═════ Items

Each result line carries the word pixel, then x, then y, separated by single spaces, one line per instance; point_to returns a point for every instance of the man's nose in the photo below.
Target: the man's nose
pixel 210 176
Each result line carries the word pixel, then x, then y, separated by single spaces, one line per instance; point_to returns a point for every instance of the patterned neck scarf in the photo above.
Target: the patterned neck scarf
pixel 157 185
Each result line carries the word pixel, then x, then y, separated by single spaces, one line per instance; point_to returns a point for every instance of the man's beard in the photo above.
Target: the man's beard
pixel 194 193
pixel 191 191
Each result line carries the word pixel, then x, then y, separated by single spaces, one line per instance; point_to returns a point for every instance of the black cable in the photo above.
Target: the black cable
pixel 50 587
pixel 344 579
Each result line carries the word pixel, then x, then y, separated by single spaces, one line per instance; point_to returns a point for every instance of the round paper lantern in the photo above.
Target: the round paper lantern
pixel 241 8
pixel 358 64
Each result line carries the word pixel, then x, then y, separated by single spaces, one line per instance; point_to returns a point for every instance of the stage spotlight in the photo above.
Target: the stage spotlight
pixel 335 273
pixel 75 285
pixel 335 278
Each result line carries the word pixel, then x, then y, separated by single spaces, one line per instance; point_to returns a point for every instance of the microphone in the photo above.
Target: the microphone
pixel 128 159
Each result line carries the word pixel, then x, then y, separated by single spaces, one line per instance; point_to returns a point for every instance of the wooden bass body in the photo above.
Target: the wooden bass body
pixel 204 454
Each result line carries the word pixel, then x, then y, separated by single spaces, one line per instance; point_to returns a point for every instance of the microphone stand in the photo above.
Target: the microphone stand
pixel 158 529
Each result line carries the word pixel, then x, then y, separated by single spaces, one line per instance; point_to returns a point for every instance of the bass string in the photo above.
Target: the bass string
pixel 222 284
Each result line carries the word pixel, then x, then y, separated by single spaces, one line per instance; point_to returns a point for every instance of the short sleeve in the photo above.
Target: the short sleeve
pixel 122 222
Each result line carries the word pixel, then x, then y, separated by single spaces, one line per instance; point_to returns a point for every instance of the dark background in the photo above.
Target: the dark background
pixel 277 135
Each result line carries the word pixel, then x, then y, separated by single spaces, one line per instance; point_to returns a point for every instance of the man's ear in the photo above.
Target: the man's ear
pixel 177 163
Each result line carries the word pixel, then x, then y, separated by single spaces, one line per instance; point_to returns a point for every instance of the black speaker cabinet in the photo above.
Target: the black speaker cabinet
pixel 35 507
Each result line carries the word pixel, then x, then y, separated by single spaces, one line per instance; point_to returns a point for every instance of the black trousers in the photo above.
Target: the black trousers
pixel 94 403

══════════

▸ **Exercise goal**: Reproduce verbatim the entries above from their first line through the line containing "pixel 335 278", including both ends.

▸ **Exercise answer**:
Each result line carries the word pixel, then x, then y, separated by single spaces, one line per instance; point_to returns a point for every instance of the man's nose in the photo below.
Target: the man's nose
pixel 210 176
Each result line carries the word pixel, then x, then y, separated by single spaces, one line per instance; point_to returns a point for every instance of the patterned neck scarf in the photo above.
Target: the patterned neck scarf
pixel 157 185
Each result line carries the word pixel, then x, then y, separated by single spaces, one line per instance; point_to returns a point for every instance of the man's beard in the photo above.
Target: the man's beard
pixel 194 193
pixel 191 191
Each result line carries the word pixel, then x, then y, separated by single spaces, one line per instance; point_to returns a point for every instance of the black cable in the photo above.
Target: the black cable
pixel 50 587
pixel 344 579
Each result line carries the word pixel, then x, then y, separated by single spaces, one line per instance; point_to returns a point for every instance of the round paper lantern in the photo above.
Target: the round paper lantern
pixel 241 8
pixel 358 64
Each result line carries the word pixel, then x, then y, separated by single spaces, one line per instance; point_to returns a point for every instance of the stage spotlight in the photo above.
Target: the stage spotlight
pixel 335 273
pixel 75 285
pixel 335 278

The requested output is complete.